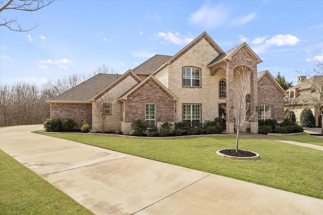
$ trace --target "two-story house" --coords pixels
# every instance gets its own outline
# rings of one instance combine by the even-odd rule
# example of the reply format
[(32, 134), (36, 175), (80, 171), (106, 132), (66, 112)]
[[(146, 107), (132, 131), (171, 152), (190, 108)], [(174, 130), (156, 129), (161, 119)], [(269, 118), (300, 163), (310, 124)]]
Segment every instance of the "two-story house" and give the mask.
[[(98, 74), (48, 101), (51, 117), (86, 119), (95, 131), (130, 131), (141, 119), (148, 126), (183, 120), (192, 124), (221, 119), (234, 133), (230, 110), (237, 107), (235, 90), (243, 69), (248, 111), (255, 117), (242, 131), (258, 132), (258, 119), (284, 119), (285, 91), (244, 43), (224, 52), (203, 32), (174, 56), (156, 55), (122, 75)], [(247, 77), (247, 76), (248, 77)], [(249, 78), (247, 79), (246, 78)]]

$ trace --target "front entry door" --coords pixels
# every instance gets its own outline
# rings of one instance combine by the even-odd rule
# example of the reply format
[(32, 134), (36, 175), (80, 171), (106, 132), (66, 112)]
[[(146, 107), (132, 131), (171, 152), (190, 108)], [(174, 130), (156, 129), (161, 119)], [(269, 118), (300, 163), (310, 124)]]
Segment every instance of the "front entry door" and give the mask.
[(227, 129), (226, 122), (227, 122), (227, 114), (226, 113), (226, 104), (219, 104), (219, 118), (220, 119), (220, 125), (223, 130)]

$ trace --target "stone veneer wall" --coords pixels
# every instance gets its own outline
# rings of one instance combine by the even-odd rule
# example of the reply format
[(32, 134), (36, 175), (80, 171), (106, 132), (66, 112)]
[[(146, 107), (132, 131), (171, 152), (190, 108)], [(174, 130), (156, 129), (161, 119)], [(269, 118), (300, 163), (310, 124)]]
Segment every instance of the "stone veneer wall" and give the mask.
[(92, 104), (51, 103), (50, 118), (72, 119), (77, 124), (75, 129), (80, 129), (85, 119), (91, 125), (92, 122)]
[(131, 76), (128, 76), (111, 89), (109, 92), (102, 96), (100, 99), (93, 102), (92, 111), (92, 129), (93, 130), (96, 132), (102, 131), (100, 119), (95, 114), (94, 106), (97, 102), (103, 101), (105, 103), (111, 104), (111, 114), (106, 116), (105, 131), (122, 131), (122, 126), (120, 121), (122, 119), (122, 113), (123, 113), (121, 108), (123, 104), (118, 102), (117, 100), (137, 83), (137, 80), (134, 79)]
[[(174, 103), (173, 97), (153, 79), (148, 80), (125, 100), (125, 118), (121, 123), (122, 129), (124, 130), (123, 131), (126, 134), (129, 133), (130, 125), (135, 119), (145, 120), (146, 103), (155, 104), (155, 118), (157, 125), (165, 122), (173, 123)], [(123, 105), (123, 104), (121, 105)], [(123, 110), (123, 107), (122, 107), (121, 109)]]
[[(214, 77), (210, 75), (207, 65), (219, 55), (218, 52), (203, 39), (168, 65), (168, 89), (178, 98), (176, 102), (175, 121), (182, 120), (183, 104), (201, 104), (201, 121), (213, 120), (219, 116), (219, 81), (223, 75)], [(201, 87), (183, 87), (182, 68), (192, 66), (201, 69)], [(156, 74), (155, 77), (163, 81)]]
[(274, 119), (284, 120), (284, 94), (267, 75), (258, 82), (258, 104), (273, 106)]

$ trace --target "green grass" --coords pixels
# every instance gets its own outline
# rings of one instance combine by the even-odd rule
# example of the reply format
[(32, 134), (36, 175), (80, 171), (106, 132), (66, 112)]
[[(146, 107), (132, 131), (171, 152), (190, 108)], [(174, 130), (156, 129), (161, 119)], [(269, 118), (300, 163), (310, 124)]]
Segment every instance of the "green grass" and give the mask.
[(93, 214), (0, 150), (0, 214)]
[(288, 140), (296, 141), (297, 142), (305, 142), (306, 144), (313, 144), (314, 145), (323, 146), (323, 139), (309, 136), (309, 133), (305, 133), (300, 135), (285, 135), (275, 136), (276, 137)]
[(256, 152), (260, 159), (238, 161), (216, 154), (221, 149), (234, 149), (235, 136), (162, 139), (46, 135), (323, 199), (323, 152), (318, 150), (240, 138), (239, 149)]

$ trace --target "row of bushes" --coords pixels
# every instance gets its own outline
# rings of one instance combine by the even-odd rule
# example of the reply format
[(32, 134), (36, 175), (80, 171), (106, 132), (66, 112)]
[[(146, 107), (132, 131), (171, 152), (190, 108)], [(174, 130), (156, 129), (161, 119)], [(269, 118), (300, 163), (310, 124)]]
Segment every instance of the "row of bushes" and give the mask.
[(278, 123), (276, 119), (266, 119), (259, 122), (258, 132), (263, 134), (268, 133), (290, 133), (303, 132), (303, 127), (298, 125), (294, 122), (284, 119), (284, 121)]
[[(47, 118), (43, 123), (44, 128), (47, 131), (71, 131), (76, 125), (75, 121), (72, 119)], [(80, 129), (84, 132), (90, 131), (90, 125), (84, 120)]]
[(172, 123), (166, 122), (162, 124), (159, 128), (152, 126), (147, 131), (146, 123), (141, 119), (137, 119), (131, 123), (131, 127), (130, 134), (133, 136), (142, 136), (145, 134), (148, 136), (179, 136), (183, 133), (188, 135), (216, 134), (221, 133), (223, 130), (222, 127), (217, 124), (216, 121), (210, 120), (205, 121), (204, 123), (200, 123), (195, 126), (189, 121), (176, 122), (174, 126)]

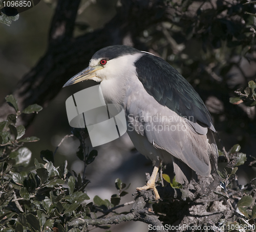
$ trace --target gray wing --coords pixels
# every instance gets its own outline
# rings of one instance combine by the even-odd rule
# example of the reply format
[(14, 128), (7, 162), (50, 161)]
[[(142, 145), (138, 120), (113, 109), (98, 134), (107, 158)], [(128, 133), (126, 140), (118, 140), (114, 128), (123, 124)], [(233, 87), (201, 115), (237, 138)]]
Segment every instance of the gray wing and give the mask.
[(197, 125), (215, 131), (210, 114), (198, 94), (169, 63), (145, 54), (135, 65), (144, 88), (159, 103)]
[[(180, 161), (199, 174), (208, 176), (211, 169), (216, 167), (217, 155), (210, 130), (186, 120), (159, 104), (145, 91), (141, 82), (140, 85), (139, 87), (136, 82), (127, 89), (126, 114), (130, 125), (155, 148), (167, 152), (159, 152), (156, 155), (165, 163), (174, 163), (176, 175), (181, 173), (177, 179), (179, 182), (187, 180), (184, 177), (185, 168), (182, 168)], [(167, 120), (163, 119), (164, 117)]]

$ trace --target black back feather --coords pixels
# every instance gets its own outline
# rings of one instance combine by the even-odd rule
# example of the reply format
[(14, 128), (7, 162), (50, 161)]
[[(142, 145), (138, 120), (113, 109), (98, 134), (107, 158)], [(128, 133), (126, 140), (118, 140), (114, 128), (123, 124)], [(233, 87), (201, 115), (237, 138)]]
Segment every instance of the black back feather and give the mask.
[(200, 97), (169, 63), (145, 54), (135, 65), (145, 90), (160, 104), (204, 127), (210, 127), (211, 119)]

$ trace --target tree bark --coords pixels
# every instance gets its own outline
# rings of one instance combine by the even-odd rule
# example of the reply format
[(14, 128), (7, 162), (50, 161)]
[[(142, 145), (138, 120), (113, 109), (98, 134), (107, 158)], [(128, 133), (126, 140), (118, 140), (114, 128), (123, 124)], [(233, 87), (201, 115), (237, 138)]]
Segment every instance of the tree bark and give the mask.
[[(143, 49), (136, 40), (148, 25), (163, 20), (163, 1), (120, 1), (116, 16), (100, 29), (77, 38), (72, 36), (80, 0), (59, 0), (51, 23), (49, 45), (45, 55), (13, 89), (19, 110), (33, 104), (45, 106), (73, 76), (88, 65), (99, 49), (126, 44)], [(146, 15), (146, 17), (145, 16)], [(6, 103), (0, 107), (0, 121), (13, 109)], [(27, 126), (35, 114), (23, 115), (19, 124)]]

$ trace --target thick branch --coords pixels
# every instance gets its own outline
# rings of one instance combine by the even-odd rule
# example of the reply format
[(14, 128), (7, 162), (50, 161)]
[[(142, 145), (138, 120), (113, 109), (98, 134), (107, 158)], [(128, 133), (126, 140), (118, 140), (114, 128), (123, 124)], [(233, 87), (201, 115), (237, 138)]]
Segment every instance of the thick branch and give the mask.
[[(146, 4), (139, 0), (123, 0), (117, 8), (116, 15), (104, 28), (74, 39), (71, 36), (79, 2), (78, 0), (59, 1), (49, 41), (51, 43), (52, 39), (57, 39), (58, 42), (52, 43), (54, 46), (49, 45), (44, 56), (13, 91), (20, 110), (35, 103), (45, 106), (68, 80), (87, 66), (93, 54), (104, 47), (125, 43), (129, 37), (134, 47), (144, 49), (136, 43), (135, 35), (148, 25), (162, 21), (163, 18), (158, 15), (161, 11), (163, 14), (164, 10), (161, 5), (163, 2), (162, 0), (160, 3), (148, 1)], [(65, 30), (61, 29), (61, 25), (65, 25)], [(0, 107), (0, 121), (13, 112), (12, 109), (6, 106), (4, 104)], [(27, 126), (33, 117), (23, 115), (18, 123)]]
[(49, 33), (49, 45), (71, 38), (77, 10), (81, 0), (60, 0), (52, 19)]
[(154, 216), (151, 209), (144, 208), (150, 199), (154, 198), (154, 194), (152, 191), (142, 192), (136, 197), (131, 212), (126, 215), (120, 214), (110, 217), (108, 218), (95, 219), (82, 219), (78, 218), (69, 223), (68, 226), (71, 227), (78, 227), (87, 225), (105, 225), (118, 224), (126, 221), (140, 221), (152, 225), (157, 229), (156, 231), (165, 231), (164, 227), (157, 217)]

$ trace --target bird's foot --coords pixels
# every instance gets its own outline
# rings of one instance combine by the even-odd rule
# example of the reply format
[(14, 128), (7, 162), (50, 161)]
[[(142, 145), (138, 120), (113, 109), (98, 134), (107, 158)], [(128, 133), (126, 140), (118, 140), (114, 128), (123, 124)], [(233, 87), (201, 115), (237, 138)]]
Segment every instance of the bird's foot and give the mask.
[(149, 183), (148, 182), (147, 182), (146, 184), (145, 185), (144, 185), (143, 187), (136, 188), (136, 190), (138, 191), (143, 191), (148, 190), (149, 189), (153, 190), (154, 193), (155, 193), (155, 195), (156, 196), (155, 198), (155, 200), (159, 200), (160, 196), (159, 194), (158, 194), (158, 192), (157, 191), (156, 186), (155, 186), (155, 184)]

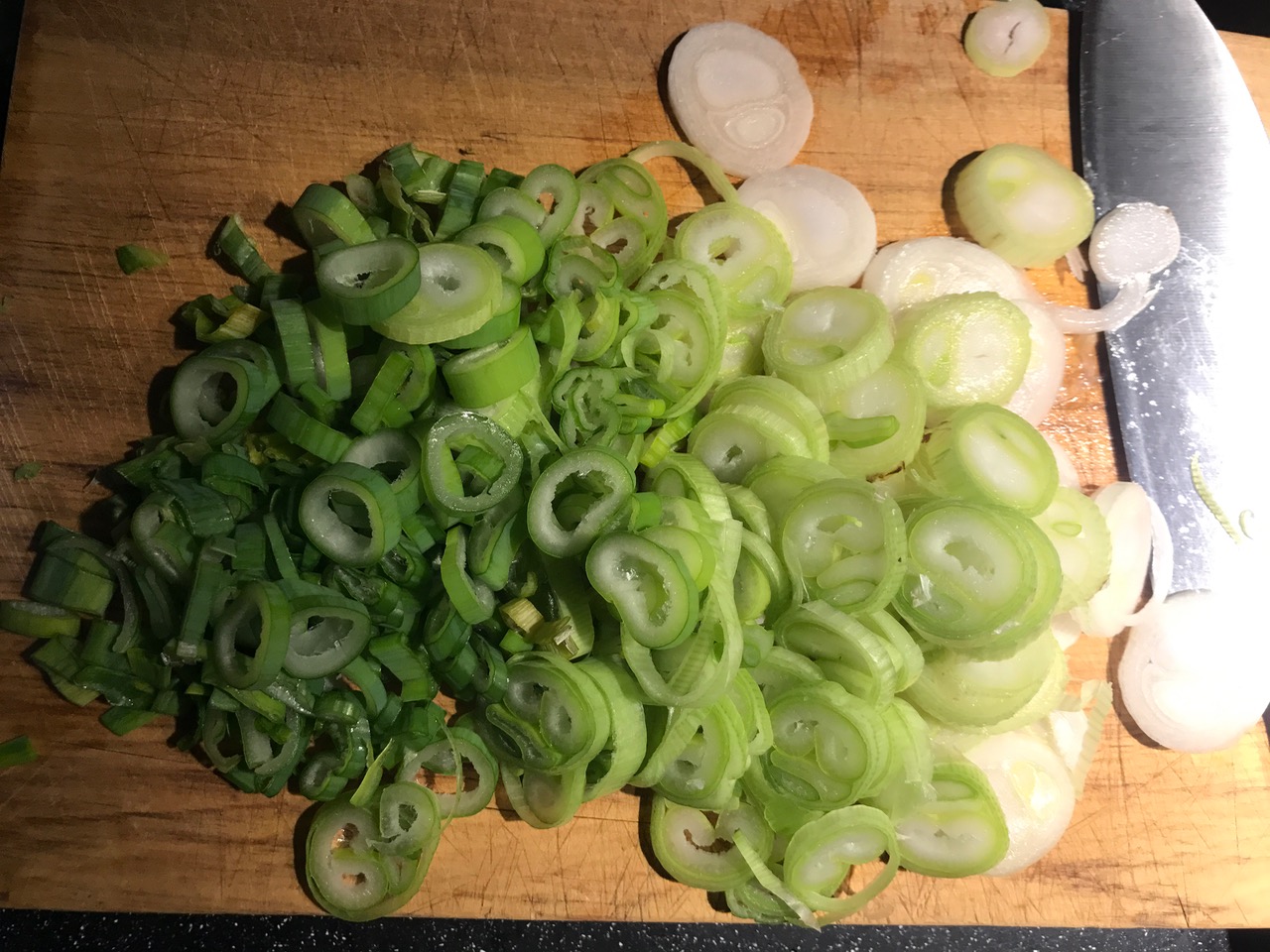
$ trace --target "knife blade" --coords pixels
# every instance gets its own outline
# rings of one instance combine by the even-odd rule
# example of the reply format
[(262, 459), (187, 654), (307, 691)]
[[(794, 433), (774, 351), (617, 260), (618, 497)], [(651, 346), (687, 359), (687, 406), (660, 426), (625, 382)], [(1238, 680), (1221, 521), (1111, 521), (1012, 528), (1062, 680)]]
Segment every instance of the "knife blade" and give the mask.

WHAT IS NEEDED.
Starting at the beginning of the entries and going on through the line with "125), (223, 130)]", write every line again with the requests included, and shift each pixel coordinate in the answer outlines up by 110. Keep the sample outlines unchanged, and leave the pictures out.

EXERCISE OUTPUT.
$ trace --target "two-story house" --coords pixels
# every instance gets its own outline
# rings of one instance combine by the even-odd rule
# example of the reply format
[(32, 134), (36, 175), (80, 171), (106, 132), (66, 112)]
[[(146, 107), (132, 131), (171, 152), (190, 108)], [(174, 130), (156, 129), (161, 119)], [(269, 118), (300, 163), (310, 124)]]
Segment every instance of the "two-story house" and give the mask.
[[(208, 184), (158, 211), (161, 227), (196, 229), (205, 241), (240, 241), (251, 229), (258, 236), (293, 230), (302, 234), (331, 229), (344, 243), (340, 220), (347, 217), (345, 200), (353, 179), (358, 221), (365, 227), (352, 241), (368, 242), (368, 229), (394, 229), (395, 201), (354, 153), (334, 162), (313, 142), (284, 166), (266, 165), (232, 185)], [(357, 187), (357, 186), (358, 187)], [(359, 188), (357, 189), (356, 188)]]

$ trace --target "front entry door" --coords pixels
# every instance gets its own outline
# rings of one instance combine by the even-odd rule
# example of the reply format
[(32, 134), (36, 175), (80, 171), (106, 132), (66, 112)]
[[(146, 107), (132, 131), (171, 152), (190, 108)], [(174, 130), (156, 129), (161, 119)], [(269, 118), (300, 163), (310, 124)]]
Segment every instance of the "front entry door" and give the mask.
[(337, 239), (336, 232), (337, 232), (337, 224), (336, 223), (336, 214), (329, 214), (329, 228), (330, 229), (330, 235), (333, 240)]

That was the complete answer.